EXTRACT PROVIDED>
-- Start --

We gather today to commemorate those who fought and died for Irish independence in the 1916 uprising and especially to remember those buried in the cemetery here at Arbour Hill. Ninety one years later we look back at the ideals of those men and women who fought for Irish freedom, the sacrifices they made, their hopes for the future, the legacy that they have left to us and we ask some pertinent questions about the society of our time and how it measures up to those ideals.

It is well known that the events of Easter 1916 set in train a whole series of events that eventually would lead to Irish freedom. Easter 1916 became the catalyst that would awaken, in the minds of Irish people, the will and determination to campaign and fight for freedom and democracy. It changed an apathetic people into a formidable force for change and for freedom. The leaders of 1916 were agents of change. They were instrumental in the foundation of the Irish Free State. The importance of the Rising cannot be underplayed. It was a serious attempt at insurrection by people whose beliefs were soon to move from the fringe of political life to its very heart. In the words of William Butler Yeats;
‘All changed, changed utterly,
A terrible beauty is born’.

-- End --

Recorded data>
-- Start --

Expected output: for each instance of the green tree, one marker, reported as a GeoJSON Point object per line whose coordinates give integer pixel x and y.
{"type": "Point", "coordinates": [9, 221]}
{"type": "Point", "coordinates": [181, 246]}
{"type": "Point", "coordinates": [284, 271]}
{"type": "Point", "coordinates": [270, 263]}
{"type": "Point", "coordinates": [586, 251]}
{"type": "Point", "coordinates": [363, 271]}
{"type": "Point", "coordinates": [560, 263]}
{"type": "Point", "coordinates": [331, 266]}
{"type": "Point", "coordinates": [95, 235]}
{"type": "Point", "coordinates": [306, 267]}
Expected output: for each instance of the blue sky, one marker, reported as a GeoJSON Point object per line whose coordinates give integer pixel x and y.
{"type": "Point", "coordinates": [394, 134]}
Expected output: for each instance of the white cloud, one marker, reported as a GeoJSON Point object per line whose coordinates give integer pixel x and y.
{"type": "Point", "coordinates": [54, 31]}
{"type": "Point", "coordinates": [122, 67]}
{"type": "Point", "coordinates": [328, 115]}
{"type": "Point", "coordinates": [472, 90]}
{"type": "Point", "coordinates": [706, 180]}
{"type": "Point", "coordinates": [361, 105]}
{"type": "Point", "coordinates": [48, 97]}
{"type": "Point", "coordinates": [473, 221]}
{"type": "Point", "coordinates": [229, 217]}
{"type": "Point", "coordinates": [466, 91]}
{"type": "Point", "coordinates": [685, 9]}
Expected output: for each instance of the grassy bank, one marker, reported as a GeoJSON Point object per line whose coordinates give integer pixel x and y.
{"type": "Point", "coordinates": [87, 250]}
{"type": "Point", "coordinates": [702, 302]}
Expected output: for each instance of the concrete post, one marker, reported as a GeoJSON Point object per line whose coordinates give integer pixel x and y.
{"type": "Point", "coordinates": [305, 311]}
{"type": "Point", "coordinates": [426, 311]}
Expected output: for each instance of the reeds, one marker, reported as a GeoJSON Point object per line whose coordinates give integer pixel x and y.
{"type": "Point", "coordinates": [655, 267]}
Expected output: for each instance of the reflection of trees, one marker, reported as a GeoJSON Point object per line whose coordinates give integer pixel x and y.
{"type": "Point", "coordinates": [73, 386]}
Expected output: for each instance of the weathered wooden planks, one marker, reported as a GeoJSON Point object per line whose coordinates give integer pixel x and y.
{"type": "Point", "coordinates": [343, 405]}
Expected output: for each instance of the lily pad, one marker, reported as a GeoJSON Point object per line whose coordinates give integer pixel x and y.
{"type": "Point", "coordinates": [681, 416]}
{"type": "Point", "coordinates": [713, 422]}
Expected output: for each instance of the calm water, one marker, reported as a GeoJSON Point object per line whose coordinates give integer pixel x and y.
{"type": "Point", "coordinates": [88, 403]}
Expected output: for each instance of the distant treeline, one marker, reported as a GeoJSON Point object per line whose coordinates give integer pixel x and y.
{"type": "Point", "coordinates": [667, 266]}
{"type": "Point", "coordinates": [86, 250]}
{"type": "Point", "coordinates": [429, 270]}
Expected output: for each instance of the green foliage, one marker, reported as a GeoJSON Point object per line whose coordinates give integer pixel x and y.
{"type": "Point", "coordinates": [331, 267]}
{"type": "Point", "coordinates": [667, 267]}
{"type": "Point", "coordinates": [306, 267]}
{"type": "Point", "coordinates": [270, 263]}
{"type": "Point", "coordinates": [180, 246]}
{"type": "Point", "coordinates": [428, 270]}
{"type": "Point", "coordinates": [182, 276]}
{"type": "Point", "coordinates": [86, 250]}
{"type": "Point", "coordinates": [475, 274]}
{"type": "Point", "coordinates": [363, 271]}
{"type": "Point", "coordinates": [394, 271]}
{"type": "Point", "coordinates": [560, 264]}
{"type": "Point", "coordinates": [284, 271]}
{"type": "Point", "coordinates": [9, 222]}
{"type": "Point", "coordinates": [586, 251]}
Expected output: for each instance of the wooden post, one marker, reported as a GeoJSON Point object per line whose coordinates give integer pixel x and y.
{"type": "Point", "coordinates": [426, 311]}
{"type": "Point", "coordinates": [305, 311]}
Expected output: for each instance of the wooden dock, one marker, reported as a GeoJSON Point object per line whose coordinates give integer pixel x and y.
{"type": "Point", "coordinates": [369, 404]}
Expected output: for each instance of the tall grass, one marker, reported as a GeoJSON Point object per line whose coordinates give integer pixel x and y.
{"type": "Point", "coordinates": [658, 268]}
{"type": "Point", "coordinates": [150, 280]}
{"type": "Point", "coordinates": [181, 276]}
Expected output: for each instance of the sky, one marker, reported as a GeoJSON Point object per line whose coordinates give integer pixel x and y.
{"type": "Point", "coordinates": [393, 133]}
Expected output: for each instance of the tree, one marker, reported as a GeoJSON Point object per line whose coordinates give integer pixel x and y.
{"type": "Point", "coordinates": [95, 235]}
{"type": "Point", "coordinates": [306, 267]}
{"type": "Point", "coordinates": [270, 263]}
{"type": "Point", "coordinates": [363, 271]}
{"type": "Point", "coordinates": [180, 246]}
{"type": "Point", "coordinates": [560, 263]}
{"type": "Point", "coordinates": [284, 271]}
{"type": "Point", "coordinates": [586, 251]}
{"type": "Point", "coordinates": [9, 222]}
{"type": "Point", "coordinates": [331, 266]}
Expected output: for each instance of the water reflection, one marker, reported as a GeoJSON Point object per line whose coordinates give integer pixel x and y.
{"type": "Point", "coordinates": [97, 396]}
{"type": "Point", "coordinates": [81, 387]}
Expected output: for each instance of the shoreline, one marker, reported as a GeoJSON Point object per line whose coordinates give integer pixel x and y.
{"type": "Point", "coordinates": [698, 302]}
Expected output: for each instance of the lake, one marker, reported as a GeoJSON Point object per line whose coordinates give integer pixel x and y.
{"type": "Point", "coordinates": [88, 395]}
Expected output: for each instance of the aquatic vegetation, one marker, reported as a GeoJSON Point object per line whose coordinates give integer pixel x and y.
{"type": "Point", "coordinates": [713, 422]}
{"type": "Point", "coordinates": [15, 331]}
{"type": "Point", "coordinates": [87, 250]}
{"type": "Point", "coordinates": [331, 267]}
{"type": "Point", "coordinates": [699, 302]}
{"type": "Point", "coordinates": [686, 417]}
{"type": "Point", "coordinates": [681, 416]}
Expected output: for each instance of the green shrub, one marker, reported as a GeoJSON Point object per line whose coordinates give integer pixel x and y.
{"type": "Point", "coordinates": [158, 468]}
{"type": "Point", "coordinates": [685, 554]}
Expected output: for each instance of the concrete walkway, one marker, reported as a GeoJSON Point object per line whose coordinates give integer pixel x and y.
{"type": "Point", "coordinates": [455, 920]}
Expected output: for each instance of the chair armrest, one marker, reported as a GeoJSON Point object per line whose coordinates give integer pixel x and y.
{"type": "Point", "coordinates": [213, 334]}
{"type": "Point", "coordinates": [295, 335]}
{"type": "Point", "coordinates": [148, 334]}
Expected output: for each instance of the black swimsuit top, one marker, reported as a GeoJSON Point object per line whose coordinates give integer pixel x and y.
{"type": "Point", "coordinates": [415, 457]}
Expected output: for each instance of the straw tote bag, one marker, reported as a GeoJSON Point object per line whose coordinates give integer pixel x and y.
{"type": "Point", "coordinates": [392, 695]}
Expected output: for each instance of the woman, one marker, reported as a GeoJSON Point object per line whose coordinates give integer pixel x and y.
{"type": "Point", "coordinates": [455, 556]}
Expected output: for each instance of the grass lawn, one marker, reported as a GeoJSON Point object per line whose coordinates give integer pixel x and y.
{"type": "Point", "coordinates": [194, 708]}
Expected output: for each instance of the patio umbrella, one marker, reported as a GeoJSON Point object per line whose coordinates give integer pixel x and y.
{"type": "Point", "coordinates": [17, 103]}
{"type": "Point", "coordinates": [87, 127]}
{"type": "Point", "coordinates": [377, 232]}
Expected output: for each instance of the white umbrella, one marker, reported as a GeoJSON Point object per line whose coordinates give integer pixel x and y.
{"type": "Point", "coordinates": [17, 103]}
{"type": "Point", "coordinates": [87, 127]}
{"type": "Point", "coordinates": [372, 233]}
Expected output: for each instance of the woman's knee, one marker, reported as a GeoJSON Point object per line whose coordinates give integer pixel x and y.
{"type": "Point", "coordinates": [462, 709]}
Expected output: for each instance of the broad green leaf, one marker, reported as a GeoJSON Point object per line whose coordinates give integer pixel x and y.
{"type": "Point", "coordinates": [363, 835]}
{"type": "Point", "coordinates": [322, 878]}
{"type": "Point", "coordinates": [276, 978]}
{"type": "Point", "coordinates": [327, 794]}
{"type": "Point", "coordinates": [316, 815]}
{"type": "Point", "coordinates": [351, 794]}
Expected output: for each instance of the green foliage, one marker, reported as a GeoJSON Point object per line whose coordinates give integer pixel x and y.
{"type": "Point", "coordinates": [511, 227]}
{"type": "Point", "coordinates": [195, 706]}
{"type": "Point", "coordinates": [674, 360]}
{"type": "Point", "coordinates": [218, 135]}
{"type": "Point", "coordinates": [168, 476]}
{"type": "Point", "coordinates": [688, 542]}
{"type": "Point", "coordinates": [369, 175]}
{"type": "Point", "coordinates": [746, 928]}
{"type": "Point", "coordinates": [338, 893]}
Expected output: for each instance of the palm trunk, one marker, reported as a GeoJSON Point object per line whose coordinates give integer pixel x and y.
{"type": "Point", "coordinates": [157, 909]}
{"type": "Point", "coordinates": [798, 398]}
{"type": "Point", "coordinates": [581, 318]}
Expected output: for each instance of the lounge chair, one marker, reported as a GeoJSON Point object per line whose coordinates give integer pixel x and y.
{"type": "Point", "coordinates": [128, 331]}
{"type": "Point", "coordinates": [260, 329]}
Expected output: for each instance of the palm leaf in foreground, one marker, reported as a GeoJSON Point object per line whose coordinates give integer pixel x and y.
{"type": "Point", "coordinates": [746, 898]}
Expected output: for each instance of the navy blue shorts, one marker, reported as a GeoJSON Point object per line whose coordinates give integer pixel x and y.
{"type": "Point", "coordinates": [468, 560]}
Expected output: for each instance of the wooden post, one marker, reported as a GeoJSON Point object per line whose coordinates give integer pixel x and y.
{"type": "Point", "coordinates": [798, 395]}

-- End --

REQUIREMENT> In the passage on the Arbour Hill commemoration, list each thing the speaker says "we look back at" concerning the men and women who fought for Irish freedom. These rows have no connection to the passage on the Arbour Hill commemoration.

REPLY TO THE EXERCISE>
- The ideals of those men and women who fought for Irish freedom
- The sacrifices they made
- Their hopes for the future
- The legacy that they have left to us